• **Work task**: Nothing but the lines from the start of the records below through the line that has "box: [478, 0, 1477, 348]" should appear, each exactly as given.
+--
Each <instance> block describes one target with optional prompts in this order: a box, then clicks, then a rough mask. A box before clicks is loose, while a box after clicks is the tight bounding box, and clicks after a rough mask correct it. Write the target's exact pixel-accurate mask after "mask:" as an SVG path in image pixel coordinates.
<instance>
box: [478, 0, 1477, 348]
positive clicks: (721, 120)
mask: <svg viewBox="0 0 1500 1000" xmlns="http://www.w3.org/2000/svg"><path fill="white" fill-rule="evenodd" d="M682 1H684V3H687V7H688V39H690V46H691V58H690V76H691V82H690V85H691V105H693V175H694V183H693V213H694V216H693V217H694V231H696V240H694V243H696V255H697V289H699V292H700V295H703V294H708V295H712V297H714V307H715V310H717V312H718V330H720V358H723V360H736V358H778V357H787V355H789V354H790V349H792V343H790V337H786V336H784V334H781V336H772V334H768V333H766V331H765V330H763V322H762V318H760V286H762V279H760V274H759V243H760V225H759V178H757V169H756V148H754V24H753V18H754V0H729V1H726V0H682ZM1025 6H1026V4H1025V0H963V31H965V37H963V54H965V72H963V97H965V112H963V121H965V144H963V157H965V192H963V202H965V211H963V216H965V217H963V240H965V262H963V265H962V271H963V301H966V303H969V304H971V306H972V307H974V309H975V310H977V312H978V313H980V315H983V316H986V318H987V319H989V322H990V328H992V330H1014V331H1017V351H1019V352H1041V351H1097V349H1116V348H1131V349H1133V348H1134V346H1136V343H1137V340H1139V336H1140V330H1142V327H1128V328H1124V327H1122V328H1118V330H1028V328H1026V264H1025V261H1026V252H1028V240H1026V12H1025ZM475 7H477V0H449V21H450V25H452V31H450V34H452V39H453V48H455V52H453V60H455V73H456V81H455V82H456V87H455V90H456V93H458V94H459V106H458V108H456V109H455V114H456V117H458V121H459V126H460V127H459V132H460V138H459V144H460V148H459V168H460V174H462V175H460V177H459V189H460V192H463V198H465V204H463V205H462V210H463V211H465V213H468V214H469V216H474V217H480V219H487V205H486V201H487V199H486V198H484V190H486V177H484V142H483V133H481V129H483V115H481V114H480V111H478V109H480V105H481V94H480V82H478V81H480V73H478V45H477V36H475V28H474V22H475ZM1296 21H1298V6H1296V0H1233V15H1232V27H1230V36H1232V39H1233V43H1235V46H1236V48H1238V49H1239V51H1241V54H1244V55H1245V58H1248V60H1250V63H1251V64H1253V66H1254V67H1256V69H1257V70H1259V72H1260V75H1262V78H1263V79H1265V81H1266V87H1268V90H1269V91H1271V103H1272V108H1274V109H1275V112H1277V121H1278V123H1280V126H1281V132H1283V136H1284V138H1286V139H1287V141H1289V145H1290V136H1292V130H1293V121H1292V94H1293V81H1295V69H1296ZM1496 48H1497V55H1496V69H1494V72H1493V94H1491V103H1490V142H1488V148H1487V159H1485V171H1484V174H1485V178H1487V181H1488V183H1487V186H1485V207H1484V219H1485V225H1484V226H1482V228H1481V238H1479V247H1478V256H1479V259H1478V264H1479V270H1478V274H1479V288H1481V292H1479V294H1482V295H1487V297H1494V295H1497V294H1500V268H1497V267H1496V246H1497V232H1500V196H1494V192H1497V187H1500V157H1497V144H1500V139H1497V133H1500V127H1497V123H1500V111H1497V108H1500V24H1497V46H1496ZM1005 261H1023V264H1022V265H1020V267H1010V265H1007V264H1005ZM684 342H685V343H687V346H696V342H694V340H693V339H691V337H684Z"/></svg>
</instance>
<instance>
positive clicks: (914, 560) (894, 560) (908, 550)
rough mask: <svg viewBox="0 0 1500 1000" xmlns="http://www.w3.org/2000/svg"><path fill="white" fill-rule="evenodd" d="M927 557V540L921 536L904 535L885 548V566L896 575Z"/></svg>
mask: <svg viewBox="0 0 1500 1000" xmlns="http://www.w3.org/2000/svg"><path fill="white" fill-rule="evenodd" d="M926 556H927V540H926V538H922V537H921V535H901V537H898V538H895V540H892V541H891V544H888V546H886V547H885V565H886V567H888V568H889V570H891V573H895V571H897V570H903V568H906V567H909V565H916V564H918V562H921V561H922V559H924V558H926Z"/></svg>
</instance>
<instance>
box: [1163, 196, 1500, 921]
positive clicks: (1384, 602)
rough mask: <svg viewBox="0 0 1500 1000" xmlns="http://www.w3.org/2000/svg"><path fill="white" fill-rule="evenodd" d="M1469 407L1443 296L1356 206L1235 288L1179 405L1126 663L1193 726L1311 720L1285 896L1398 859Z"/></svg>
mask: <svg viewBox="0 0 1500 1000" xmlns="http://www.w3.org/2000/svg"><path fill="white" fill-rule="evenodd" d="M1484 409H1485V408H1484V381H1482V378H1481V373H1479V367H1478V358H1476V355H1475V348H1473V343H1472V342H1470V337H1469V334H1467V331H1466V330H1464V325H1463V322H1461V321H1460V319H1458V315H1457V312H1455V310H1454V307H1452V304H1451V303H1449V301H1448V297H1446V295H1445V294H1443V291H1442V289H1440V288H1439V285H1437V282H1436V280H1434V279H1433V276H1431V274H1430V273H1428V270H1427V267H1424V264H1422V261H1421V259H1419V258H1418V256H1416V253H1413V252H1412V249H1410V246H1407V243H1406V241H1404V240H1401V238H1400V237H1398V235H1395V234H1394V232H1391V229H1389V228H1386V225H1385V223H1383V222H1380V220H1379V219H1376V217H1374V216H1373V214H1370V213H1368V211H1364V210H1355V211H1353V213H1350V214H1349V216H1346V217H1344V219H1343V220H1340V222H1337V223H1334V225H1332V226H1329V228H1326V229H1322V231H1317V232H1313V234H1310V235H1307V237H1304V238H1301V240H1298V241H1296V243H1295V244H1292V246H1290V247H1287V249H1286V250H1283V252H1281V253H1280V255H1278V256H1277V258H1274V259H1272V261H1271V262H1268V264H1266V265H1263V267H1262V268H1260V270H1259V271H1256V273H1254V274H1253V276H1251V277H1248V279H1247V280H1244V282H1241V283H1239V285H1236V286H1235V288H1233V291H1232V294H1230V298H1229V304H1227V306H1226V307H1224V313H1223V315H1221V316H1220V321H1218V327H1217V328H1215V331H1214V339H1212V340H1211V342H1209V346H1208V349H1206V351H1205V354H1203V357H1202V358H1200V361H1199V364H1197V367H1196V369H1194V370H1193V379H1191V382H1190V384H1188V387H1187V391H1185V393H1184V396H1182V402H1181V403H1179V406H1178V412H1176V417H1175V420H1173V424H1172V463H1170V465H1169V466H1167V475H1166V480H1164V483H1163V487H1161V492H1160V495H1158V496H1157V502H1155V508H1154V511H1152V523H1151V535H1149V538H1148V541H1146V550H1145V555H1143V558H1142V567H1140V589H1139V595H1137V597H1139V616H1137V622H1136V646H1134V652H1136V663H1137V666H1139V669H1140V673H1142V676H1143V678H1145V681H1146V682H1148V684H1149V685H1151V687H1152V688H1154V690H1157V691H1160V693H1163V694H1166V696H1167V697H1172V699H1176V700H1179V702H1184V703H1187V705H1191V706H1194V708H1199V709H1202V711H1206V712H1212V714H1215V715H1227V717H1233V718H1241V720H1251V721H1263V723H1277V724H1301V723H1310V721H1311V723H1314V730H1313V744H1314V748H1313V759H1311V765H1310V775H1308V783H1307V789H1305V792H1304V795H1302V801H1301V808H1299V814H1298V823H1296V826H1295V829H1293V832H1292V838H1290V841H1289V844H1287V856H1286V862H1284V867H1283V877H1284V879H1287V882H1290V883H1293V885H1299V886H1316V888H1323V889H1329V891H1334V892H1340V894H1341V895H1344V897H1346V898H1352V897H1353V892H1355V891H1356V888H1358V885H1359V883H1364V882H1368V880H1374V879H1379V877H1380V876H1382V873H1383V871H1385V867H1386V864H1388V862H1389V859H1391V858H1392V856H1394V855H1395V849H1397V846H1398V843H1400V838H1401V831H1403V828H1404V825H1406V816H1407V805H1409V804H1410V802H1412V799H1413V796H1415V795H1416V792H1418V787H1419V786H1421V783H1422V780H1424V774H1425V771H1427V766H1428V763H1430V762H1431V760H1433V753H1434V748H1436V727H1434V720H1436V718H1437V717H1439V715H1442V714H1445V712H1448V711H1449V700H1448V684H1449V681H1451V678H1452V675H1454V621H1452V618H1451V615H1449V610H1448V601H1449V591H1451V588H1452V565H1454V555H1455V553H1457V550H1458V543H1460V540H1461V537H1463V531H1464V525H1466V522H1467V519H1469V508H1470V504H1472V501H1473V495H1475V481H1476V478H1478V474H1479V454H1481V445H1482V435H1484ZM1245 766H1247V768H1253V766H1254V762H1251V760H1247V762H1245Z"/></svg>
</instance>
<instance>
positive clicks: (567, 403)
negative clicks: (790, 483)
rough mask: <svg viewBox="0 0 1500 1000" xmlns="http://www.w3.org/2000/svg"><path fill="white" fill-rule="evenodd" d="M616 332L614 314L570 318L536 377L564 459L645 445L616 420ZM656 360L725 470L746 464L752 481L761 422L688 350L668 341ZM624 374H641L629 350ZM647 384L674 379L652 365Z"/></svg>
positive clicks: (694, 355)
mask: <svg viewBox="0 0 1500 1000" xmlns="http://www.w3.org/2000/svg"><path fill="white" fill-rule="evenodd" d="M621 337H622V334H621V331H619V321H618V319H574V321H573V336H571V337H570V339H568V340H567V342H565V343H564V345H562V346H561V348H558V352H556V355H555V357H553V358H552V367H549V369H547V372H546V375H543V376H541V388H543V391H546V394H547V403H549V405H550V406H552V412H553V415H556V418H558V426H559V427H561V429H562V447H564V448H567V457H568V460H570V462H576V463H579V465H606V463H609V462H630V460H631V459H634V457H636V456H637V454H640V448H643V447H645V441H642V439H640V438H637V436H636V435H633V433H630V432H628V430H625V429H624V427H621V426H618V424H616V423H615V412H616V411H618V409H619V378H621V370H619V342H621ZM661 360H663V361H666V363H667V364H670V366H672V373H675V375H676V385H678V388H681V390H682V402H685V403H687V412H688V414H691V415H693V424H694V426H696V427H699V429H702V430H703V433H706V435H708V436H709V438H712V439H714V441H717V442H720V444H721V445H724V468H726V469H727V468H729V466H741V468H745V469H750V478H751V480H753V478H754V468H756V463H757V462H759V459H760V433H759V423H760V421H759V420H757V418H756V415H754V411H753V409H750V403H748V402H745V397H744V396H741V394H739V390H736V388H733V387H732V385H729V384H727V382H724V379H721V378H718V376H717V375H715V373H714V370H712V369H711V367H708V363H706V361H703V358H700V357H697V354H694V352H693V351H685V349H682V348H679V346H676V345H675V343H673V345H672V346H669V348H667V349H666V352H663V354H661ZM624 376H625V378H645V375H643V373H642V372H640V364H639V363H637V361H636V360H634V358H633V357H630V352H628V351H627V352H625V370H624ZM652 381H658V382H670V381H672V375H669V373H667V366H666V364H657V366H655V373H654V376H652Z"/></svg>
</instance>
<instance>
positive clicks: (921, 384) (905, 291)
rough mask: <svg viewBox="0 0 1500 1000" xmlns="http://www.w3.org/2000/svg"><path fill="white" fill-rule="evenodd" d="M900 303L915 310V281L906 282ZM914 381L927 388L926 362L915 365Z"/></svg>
+--
• **Result of the exercise**:
Each <instance> block describes one target with optional prompts in this order: a box, then clicks, then a rough mask. A box before clicks is loose, while a box after clicks is the tight bounding box, and clicks after a rough mask correct it. Write the target's exact pixel-accurate mask after "mask:" as an SVG path in image pixel coordinates.
<instance>
box: [478, 0, 1477, 348]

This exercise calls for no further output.